** Start GIVEN INFORMATION **

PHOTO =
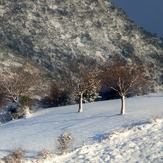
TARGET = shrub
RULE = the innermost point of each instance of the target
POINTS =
(65, 141)
(43, 155)
(16, 156)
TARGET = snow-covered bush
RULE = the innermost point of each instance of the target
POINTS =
(64, 142)
(15, 110)
(16, 156)
(43, 155)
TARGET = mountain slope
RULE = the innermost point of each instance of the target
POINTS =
(54, 33)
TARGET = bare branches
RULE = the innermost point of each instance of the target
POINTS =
(123, 78)
(19, 81)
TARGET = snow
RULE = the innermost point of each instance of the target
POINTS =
(130, 138)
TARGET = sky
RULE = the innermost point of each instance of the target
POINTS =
(146, 13)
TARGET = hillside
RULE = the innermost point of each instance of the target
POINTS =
(97, 122)
(54, 33)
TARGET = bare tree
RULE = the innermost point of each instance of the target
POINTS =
(83, 79)
(20, 81)
(125, 78)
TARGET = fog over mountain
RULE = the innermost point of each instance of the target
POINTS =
(146, 13)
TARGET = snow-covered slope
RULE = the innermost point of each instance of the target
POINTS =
(98, 120)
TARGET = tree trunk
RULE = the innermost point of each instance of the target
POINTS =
(122, 105)
(81, 103)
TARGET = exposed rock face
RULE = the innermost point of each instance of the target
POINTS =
(54, 32)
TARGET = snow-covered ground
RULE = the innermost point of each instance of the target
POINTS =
(138, 141)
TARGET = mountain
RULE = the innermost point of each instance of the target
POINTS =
(54, 33)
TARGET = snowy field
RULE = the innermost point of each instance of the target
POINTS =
(136, 140)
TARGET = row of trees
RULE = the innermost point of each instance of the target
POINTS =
(86, 79)
(83, 81)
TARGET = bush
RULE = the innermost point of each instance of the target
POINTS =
(15, 110)
(65, 141)
(16, 156)
(43, 155)
(26, 101)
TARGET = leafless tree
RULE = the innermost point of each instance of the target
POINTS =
(83, 79)
(125, 78)
(18, 81)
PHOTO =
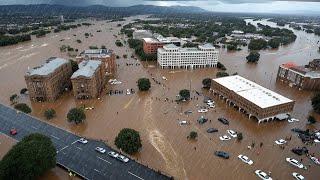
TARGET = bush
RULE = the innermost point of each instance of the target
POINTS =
(239, 136)
(23, 90)
(315, 102)
(128, 140)
(76, 115)
(144, 84)
(311, 120)
(23, 108)
(253, 57)
(29, 158)
(185, 94)
(13, 98)
(49, 113)
(193, 135)
(206, 83)
(221, 74)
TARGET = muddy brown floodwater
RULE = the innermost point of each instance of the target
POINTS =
(165, 146)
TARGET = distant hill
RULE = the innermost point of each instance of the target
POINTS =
(95, 10)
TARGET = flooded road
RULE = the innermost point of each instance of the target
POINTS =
(165, 146)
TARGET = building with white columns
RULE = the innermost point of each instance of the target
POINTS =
(172, 56)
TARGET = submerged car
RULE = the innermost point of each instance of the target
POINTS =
(223, 120)
(297, 176)
(82, 141)
(224, 138)
(100, 150)
(296, 163)
(300, 151)
(232, 133)
(122, 158)
(212, 130)
(113, 154)
(262, 175)
(245, 159)
(280, 141)
(222, 154)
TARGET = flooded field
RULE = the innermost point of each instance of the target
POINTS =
(165, 145)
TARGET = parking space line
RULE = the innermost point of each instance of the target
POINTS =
(103, 160)
(63, 148)
(55, 137)
(135, 175)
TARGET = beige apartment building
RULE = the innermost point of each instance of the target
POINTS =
(106, 56)
(48, 81)
(88, 81)
(252, 99)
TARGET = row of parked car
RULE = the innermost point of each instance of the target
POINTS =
(101, 150)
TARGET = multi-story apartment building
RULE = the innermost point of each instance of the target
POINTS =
(171, 56)
(302, 77)
(251, 98)
(106, 56)
(88, 81)
(48, 81)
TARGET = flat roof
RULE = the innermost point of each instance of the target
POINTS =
(252, 91)
(86, 69)
(49, 67)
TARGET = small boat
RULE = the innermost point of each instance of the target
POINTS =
(315, 160)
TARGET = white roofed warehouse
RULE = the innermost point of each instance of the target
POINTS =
(251, 98)
(172, 56)
(48, 81)
(88, 81)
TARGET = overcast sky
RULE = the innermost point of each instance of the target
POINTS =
(260, 6)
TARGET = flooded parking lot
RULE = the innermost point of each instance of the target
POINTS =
(165, 143)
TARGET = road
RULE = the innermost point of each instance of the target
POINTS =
(79, 158)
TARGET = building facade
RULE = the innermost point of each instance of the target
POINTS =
(171, 56)
(302, 77)
(89, 80)
(106, 56)
(48, 81)
(251, 98)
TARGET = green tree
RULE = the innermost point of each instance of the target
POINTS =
(315, 102)
(253, 57)
(23, 90)
(239, 136)
(185, 94)
(128, 140)
(311, 120)
(74, 65)
(206, 83)
(257, 44)
(49, 113)
(13, 98)
(193, 135)
(76, 115)
(29, 158)
(221, 74)
(144, 84)
(23, 108)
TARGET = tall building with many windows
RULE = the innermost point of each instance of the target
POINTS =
(172, 56)
(48, 81)
(88, 81)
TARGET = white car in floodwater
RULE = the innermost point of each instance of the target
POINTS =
(224, 138)
(280, 141)
(245, 159)
(203, 110)
(232, 133)
(262, 175)
(296, 163)
(297, 176)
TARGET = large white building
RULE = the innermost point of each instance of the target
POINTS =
(171, 56)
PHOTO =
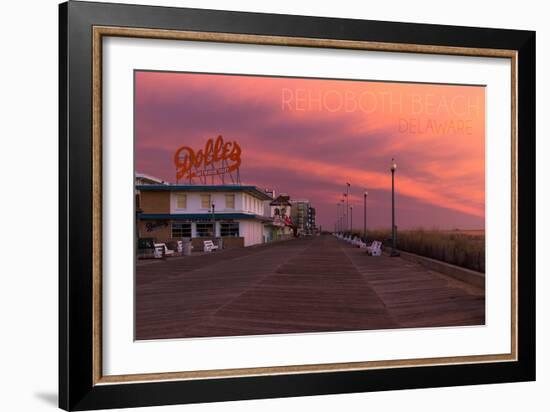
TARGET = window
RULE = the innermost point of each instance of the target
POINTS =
(205, 201)
(205, 230)
(181, 230)
(229, 229)
(230, 201)
(181, 201)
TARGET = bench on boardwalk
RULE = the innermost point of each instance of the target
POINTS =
(162, 250)
(209, 246)
(375, 249)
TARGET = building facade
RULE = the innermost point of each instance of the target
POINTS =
(233, 213)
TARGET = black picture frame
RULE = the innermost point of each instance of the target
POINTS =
(77, 390)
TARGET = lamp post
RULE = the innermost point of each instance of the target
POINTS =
(394, 252)
(343, 226)
(365, 194)
(351, 218)
(337, 225)
(213, 220)
(348, 185)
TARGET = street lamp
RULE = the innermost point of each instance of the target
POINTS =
(348, 185)
(394, 252)
(344, 215)
(351, 218)
(365, 194)
(337, 225)
(213, 220)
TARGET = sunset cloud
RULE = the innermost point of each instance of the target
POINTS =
(307, 137)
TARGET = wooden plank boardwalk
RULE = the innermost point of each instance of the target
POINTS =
(316, 284)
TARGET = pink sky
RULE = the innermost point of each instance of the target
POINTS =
(308, 137)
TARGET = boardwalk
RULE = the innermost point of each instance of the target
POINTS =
(305, 285)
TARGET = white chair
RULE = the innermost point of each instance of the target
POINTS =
(375, 249)
(209, 246)
(164, 248)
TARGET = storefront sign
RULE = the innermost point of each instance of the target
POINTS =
(215, 159)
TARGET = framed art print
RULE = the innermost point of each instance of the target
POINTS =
(259, 205)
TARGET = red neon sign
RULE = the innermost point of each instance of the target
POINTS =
(217, 158)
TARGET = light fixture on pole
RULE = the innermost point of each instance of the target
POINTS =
(365, 194)
(342, 215)
(351, 218)
(348, 185)
(394, 252)
(337, 225)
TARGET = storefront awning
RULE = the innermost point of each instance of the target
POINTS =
(203, 216)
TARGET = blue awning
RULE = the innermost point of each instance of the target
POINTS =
(202, 216)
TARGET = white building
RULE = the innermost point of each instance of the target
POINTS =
(233, 213)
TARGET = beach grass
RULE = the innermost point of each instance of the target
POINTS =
(465, 248)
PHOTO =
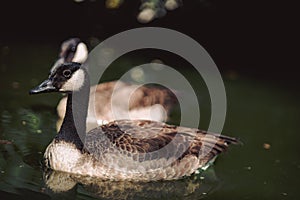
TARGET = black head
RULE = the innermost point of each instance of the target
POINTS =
(67, 77)
(73, 50)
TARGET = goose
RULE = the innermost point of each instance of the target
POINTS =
(133, 150)
(151, 103)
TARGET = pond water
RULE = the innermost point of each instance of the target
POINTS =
(263, 114)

** End GIVEN INFORMATION **

## WRITTEN REQUEST
All the material shown above is to be copied exactly, with no pictures carried over.

## SOLUTION FOR THIS TASK
PHOTO =
TARGET = shrub
RULE = the innermost point of each instance of the target
POINTS =
(65, 141)
(43, 155)
(16, 156)
TARGET = snow-covered bush
RULE = the innermost point of each instance of the target
POINTS =
(64, 142)
(15, 110)
(16, 156)
(43, 155)
TARGET = mountain slope
RULE = the innermost point of each instance of the target
POINTS =
(54, 33)
TARGET = bare branches
RULE = the innermost point of each instance of the target
POINTS =
(123, 78)
(19, 81)
TARGET = snow
RULE = the innermost point of each instance of the target
POINTS =
(130, 138)
TARGET = sky
RULE = the innermost point of each instance of the target
POINTS =
(146, 13)
TARGET = hillside
RULE = the innermost point of each instance of the target
POINTS =
(97, 122)
(54, 33)
TARGET = bare tree
RULE = the innermost point of each instance of the target
POINTS =
(83, 79)
(20, 81)
(125, 78)
TARGET = fog over mountain
RULE = the innermost point of each instance of the target
POINTS =
(146, 13)
TARGET = snow-covered slope
RULE = the innermost point of each instance of the target
POINTS =
(98, 120)
TARGET = tree trunk
RULE = the innermost point of each instance of the target
POINTS =
(122, 105)
(81, 103)
TARGET = exposed rock face
RULE = the innermost point of each instance of the target
POINTS =
(54, 32)
TARGET = snow-covered ground
RULE = the innermost point of each instance of the target
POINTS =
(138, 141)
TARGET = mountain
RULE = the innermost point of each instance of the target
POINTS =
(54, 33)
TARGET = snowy field
RULE = the innermost point of each instance of the target
POINTS =
(136, 140)
TARGET = row of trees
RULE = the innermost point of each instance of the target
POINTS =
(86, 79)
(83, 81)
TARGET = bush
RULE = the innermost point of each instance of the target
POINTS =
(15, 110)
(65, 141)
(16, 156)
(43, 155)
(26, 101)
TARGET = leafless tree
RULE = the innermost point of each instance of the target
POINTS =
(83, 79)
(125, 78)
(18, 81)
PHOTO =
TARGET = bush
RULE = the innermost point of each instance of the target
POINTS =
(239, 136)
(23, 90)
(315, 102)
(128, 140)
(76, 115)
(144, 84)
(311, 120)
(23, 108)
(253, 57)
(29, 158)
(185, 94)
(13, 98)
(49, 113)
(193, 135)
(206, 83)
(221, 74)
TARGET = muddy brown floodwater
RULE = the innermost point of each instance of the target
POINTS =
(165, 146)
TARGET = distant hill
RULE = the innermost point of each instance of the target
POINTS =
(95, 10)
TARGET = flooded road
RULE = the innermost point of each instance of the target
POINTS =
(165, 146)
TARGET = building with white columns
RULE = the innermost point of each instance of the target
POINTS =
(172, 56)
TARGET = submerged car
RULE = the innermost point of each instance of the target
POINTS =
(223, 120)
(297, 176)
(82, 141)
(224, 138)
(100, 150)
(296, 163)
(300, 151)
(232, 133)
(122, 158)
(212, 130)
(113, 154)
(262, 175)
(245, 159)
(280, 141)
(222, 154)
TARGET = flooded field
RULE = the innermost point of each instance of the target
POINTS =
(165, 145)
TARGET = parking space line
RULE = the innermost point of each instance of the target
POINTS =
(103, 160)
(63, 148)
(55, 137)
(135, 175)
TARGET = beige apartment building
RULE = the innermost point of each instance of the target
POINTS =
(106, 56)
(48, 81)
(88, 81)
(252, 99)
TARGET = row of parked car
RULE = the innermost point of each instance of the target
POINTS =
(101, 150)
TARGET = multi-story apartment building
RULE = the innermost point of each instance of the target
POINTS =
(171, 56)
(302, 77)
(251, 98)
(106, 56)
(88, 81)
(48, 81)
TARGET = flat roof
RULE = the innermost point of each instance of the target
POINTS =
(252, 91)
(86, 69)
(49, 67)
TARGET = small boat
RULE = the innermost point of each instance of the target
POINTS =
(315, 160)
TARGET = white roofed warehouse
RULE = the innermost point of each instance of the target
POINTS =
(251, 98)
(172, 56)
(48, 81)
(88, 81)
TARGET = overcast sky
RULE = the innermost point of each instance of the target
POINTS =
(260, 6)
TARGET = flooded parking lot
RULE = the innermost point of each instance of the target
POINTS =
(165, 143)
TARGET = road
RULE = the innermost point of each instance of the target
POINTS =
(79, 158)
TARGET = building facade
RULE = the innermost point of each instance of the target
POINTS =
(171, 56)
(302, 77)
(89, 80)
(106, 56)
(48, 81)
(251, 98)
TARGET = green tree
RULE = the innermost point of each instance of the target
POINTS =
(315, 102)
(253, 57)
(23, 90)
(239, 136)
(185, 94)
(128, 140)
(311, 120)
(74, 65)
(206, 83)
(257, 44)
(49, 113)
(13, 98)
(193, 135)
(76, 115)
(29, 158)
(221, 74)
(144, 84)
(23, 108)
TARGET = tall building with many windows
RULE = the innermost point of each instance of the target
POINTS =
(172, 56)
(48, 81)
(88, 81)
TARGET = white car in floodwater
RULE = the innermost point of each instance of the target
POINTS =
(224, 138)
(280, 141)
(245, 159)
(203, 110)
(232, 133)
(262, 175)
(296, 163)
(297, 176)
TARGET = large white building
RULE = the innermost point of each instance of the target
POINTS =
(171, 56)
PHOTO =
TARGET = window
RULE = the innermost point of each instance of the target
POINTS =
(205, 201)
(205, 230)
(181, 230)
(229, 229)
(230, 201)
(181, 201)
TARGET = bench on boardwalk
RULE = the innermost point of each instance of the target
POINTS =
(162, 250)
(209, 246)
(375, 249)
TARGET = building facade
RULE = the innermost point of each instance of the target
POINTS =
(233, 213)
TARGET = black picture frame
RULE = the innermost point of each instance of the target
POINTS =
(77, 390)
TARGET = lamp post
RULE = the innermost point of each instance of the target
POINTS =
(394, 252)
(343, 226)
(365, 194)
(351, 218)
(337, 225)
(213, 220)
(348, 185)
TARGET = street lamp
RULE = the innermost point of each instance of the target
POINTS =
(348, 185)
(394, 252)
(344, 215)
(351, 218)
(365, 194)
(337, 225)
(213, 220)
TARGET = sunset cloud
RULE = the innermost point of each instance of the target
POINTS =
(307, 137)
TARGET = wooden plank boardwalk
RULE = the innermost point of each instance of the target
POINTS =
(316, 284)
TARGET = pink sky
RULE = the innermost point of each instance of the target
POINTS =
(308, 137)
TARGET = boardwalk
RULE = the innermost point of each instance of the target
POINTS =
(305, 285)
TARGET = white chair
RULE = the innermost point of each instance of the target
POINTS =
(375, 249)
(209, 246)
(164, 248)
TARGET = storefront sign
RULE = the innermost point of each instance of the target
POINTS =
(215, 159)
TARGET = framed art print
RULE = the innermost point of each instance of the target
POINTS =
(259, 205)
TARGET = red neon sign
RULE = the innermost point of each instance of the target
POINTS =
(217, 158)
TARGET = light fixture on pole
RULE = the innermost point of each instance of the target
POINTS =
(365, 194)
(342, 215)
(351, 218)
(348, 185)
(394, 252)
(337, 225)
TARGET = storefront awning
RULE = the innermost point of each instance of the target
POINTS =
(203, 216)
TARGET = blue awning
RULE = the innermost point of each instance of the target
POINTS =
(202, 216)
TARGET = white building
RULE = the innermost point of each instance of the target
POINTS =
(233, 213)
TARGET = beach grass
RULE = the innermost point of each instance of the target
POINTS =
(465, 248)
PHOTO =
TARGET = black head
RULE = the innermost point of each instance of the target
POINTS =
(67, 77)
(73, 50)
TARGET = goose
RULE = the innermost point of each instance of the target
POINTS =
(133, 150)
(151, 103)
TARGET = pond water
RULE = the innermost point of each instance of the target
POINTS =
(263, 114)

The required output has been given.